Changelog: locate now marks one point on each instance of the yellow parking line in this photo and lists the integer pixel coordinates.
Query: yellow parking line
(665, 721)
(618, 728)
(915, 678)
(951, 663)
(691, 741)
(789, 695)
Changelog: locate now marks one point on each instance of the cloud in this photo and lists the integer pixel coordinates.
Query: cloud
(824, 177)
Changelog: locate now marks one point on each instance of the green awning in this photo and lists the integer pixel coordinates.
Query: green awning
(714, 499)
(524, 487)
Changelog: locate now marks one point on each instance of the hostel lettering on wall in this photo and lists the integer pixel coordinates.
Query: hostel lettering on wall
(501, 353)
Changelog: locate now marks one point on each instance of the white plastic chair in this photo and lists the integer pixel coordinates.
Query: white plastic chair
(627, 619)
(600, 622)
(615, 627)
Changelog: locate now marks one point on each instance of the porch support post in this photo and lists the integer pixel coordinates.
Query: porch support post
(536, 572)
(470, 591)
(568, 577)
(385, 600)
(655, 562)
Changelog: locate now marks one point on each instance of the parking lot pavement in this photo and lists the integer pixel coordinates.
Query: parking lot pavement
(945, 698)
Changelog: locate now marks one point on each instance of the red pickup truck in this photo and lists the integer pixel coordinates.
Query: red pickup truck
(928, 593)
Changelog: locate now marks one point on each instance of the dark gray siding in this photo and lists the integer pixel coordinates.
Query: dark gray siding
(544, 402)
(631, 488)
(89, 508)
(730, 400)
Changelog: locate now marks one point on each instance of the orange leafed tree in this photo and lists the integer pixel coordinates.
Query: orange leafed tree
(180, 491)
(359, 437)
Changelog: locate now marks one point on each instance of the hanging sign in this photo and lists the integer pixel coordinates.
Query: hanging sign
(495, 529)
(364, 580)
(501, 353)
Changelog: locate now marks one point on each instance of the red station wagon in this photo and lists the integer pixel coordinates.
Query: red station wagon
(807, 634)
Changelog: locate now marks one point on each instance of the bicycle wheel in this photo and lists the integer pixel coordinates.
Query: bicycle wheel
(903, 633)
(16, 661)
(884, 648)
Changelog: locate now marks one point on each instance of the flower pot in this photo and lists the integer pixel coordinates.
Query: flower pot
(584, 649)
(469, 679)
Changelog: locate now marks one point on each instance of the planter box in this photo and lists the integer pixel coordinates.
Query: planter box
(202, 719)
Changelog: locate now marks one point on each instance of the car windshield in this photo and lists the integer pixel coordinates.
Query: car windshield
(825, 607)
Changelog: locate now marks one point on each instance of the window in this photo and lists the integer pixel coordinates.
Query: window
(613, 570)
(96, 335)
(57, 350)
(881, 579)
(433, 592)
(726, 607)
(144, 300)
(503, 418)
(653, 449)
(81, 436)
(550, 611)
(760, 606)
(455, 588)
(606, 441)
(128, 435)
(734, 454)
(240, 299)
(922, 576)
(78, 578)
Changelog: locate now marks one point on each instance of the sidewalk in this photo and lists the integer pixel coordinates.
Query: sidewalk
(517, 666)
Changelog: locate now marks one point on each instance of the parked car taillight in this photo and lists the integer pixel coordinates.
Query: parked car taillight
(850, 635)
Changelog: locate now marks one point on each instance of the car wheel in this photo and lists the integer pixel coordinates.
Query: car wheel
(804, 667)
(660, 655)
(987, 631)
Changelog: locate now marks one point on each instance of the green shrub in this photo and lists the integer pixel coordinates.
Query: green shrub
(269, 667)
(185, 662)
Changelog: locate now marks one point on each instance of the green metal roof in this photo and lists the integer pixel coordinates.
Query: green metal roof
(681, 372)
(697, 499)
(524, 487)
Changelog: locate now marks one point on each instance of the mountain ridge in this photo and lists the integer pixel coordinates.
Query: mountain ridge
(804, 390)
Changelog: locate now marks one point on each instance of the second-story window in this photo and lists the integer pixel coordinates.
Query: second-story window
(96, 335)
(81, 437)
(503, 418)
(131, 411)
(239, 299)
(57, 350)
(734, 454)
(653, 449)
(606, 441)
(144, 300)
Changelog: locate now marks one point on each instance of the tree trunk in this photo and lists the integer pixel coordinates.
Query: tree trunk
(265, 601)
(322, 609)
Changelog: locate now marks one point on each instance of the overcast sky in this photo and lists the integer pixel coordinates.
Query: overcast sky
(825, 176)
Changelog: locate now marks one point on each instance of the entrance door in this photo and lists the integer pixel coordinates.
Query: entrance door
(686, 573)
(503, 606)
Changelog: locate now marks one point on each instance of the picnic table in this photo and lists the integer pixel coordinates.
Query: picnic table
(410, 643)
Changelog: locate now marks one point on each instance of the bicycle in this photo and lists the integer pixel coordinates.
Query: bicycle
----------
Goal
Render every line of the material above as a JSON list of strings, with one string per line and any blank lines left out.

Full response
[
  "Changelog: locate now marks one point on each instance of the yellow parking line in this photo and lists the integer pixel coordinates.",
  "Query: yellow parking line",
  "(665, 721)",
  "(618, 728)",
  "(915, 678)",
  "(951, 663)",
  "(691, 741)",
  "(789, 695)",
  "Changelog: locate now marks one point on each instance of the cloud in this photo and lists the integer pixel coordinates.",
  "Query: cloud",
  "(824, 177)",
  "Changelog: locate now marks one point on each instance of the green awning in this photo and lists the integer pixel coordinates.",
  "Query: green awning",
  "(714, 499)",
  "(524, 487)",
  "Changelog: locate now marks one point on each instance of the hostel lettering on wall in this photo and lists the integer pixel coordinates.",
  "Query: hostel lettering on wall",
  "(501, 353)",
  "Changelog: locate now marks one point on each instance of the white plastic chair in this photo and lists the integer pixel coordinates.",
  "Query: white plastic chair",
  "(627, 619)",
  "(600, 622)",
  "(615, 627)",
  "Changelog: locate now marks one point on each instance of the porch support post in this photo and lists the integer pixel coordinates.",
  "Query: porch support post",
  "(536, 572)",
  "(470, 591)",
  "(568, 577)",
  "(385, 600)",
  "(655, 562)",
  "Changelog: locate now marks one point on each instance of the parking lot pavement in this photo and lists the integer pixel coordinates.",
  "Query: parking lot pavement",
  "(945, 698)",
  "Changelog: locate now marks one point on each instance of the red pickup truck in this photo and lists the integer pixel coordinates.",
  "Query: red pickup truck",
  "(928, 593)",
  "Changelog: locate now marks one point on each instance of the dark gray siding in this photo and lists the integer pixel coordinates.",
  "Query: dark gray siding",
  "(544, 402)",
  "(631, 488)",
  "(89, 508)",
  "(730, 400)",
  "Changelog: locate now marks one point on each instance of the orange leafed tree in this photo and lists the integer pixel coordinates.",
  "Query: orange leafed tree",
  "(180, 491)",
  "(359, 437)",
  "Changelog: locate now marks one point on each instance of the hanging sign in this photo and lists the integer pixel coordinates.",
  "Query: hanging sign",
  "(495, 529)",
  "(364, 580)",
  "(501, 353)",
  "Changelog: locate now marks one point on each instance of the red station wagon in this photo and lists the integer pixel coordinates.",
  "Query: red station wagon",
  "(807, 634)",
  "Changelog: locate now marks one point on each instance of the bicycle wheel in this photo and lists the integer pixel coordinates.",
  "Query: bicycle wheel",
  "(903, 633)",
  "(16, 661)",
  "(884, 648)",
  "Changelog: locate now marks one point on each instance of the flower pot in this photo and lists the integer pixel coordinates.",
  "Query: flower pot",
  "(584, 649)",
  "(469, 679)",
  "Changelog: locate now marks one point on each instance of the planter box in this photo and lists the integer pixel coordinates.",
  "Query: planter box",
  "(202, 719)",
  "Changelog: locate now marks one point on each instance of the car windshield in this photo and lists the integer pixel coordinates.",
  "Query: car windshield",
  "(825, 607)",
  "Changelog: locate now marks one point on each instance of the window in this photo and lists the integer pixel coordinates.",
  "Query: window",
  "(613, 570)",
  "(96, 335)",
  "(57, 350)",
  "(881, 579)",
  "(433, 592)",
  "(726, 607)",
  "(144, 300)",
  "(503, 418)",
  "(653, 449)",
  "(81, 436)",
  "(550, 611)",
  "(760, 606)",
  "(455, 588)",
  "(606, 441)",
  "(128, 435)",
  "(734, 454)",
  "(240, 299)",
  "(922, 576)",
  "(78, 578)",
  "Changelog: locate now marks one point on each instance of the sidewalk in this photo and lists the integer pixel coordinates.",
  "Query: sidewalk",
  "(517, 666)",
  "Changelog: locate now marks one point on each instance of the parked car taillight in this photo and lists the integer pixel coordinates.",
  "Query: parked car taillight",
  "(850, 635)",
  "Changelog: locate now marks one point on each instance of the car wheel in this photo and lists the integer pixel coordinates.",
  "Query: car wheel",
  "(804, 667)",
  "(660, 655)",
  "(987, 631)",
  "Changelog: locate now marks one point on each instance of the green shrub in this photo and lists the integer pixel coordinates.",
  "Query: green shrub",
  "(269, 667)",
  "(185, 662)",
  "Changelog: locate now marks one point on each instance of the green metal roof in this photo and lists the integer pixel coordinates.",
  "Query: green metal roof",
  "(681, 372)",
  "(697, 499)",
  "(524, 487)",
  "Changelog: locate now marks one point on each instance of the mountain ridge in this photo and lists the integer pixel coordinates.",
  "Query: mountain ridge",
  "(804, 390)",
  "Changelog: locate now marks one point on each instance of the second-story window in this photo and lists the integer pixel coordinates.",
  "Query: second-story window",
  "(96, 335)",
  "(81, 437)",
  "(503, 418)",
  "(131, 411)",
  "(239, 299)",
  "(57, 350)",
  "(734, 454)",
  "(653, 449)",
  "(606, 441)",
  "(144, 300)",
  "Changelog: locate now marks one point on each instance of the tree trunk in this photo and lists the integer pixel coordinates.",
  "Query: tree trunk",
  "(265, 601)",
  "(322, 609)",
  "Changelog: locate now marks one point on each instance of the overcast sky in this photo and lists the integer pixel coordinates.",
  "Query: overcast sky",
  "(825, 176)",
  "Changelog: locate now marks one point on each instance of the entrance door in this photo and lists the integer pixel coordinates.",
  "Query: entrance door",
  "(686, 573)",
  "(503, 606)",
  "Changelog: locate now marks one point on each instance of the picnic table in this photo and lists the integer pixel coordinates.",
  "Query: picnic table",
  "(410, 643)",
  "Changelog: locate now marks one point on each instance of the bicycle in this photo and lists the integer pixel coordinates.",
  "Query: bicycle"
]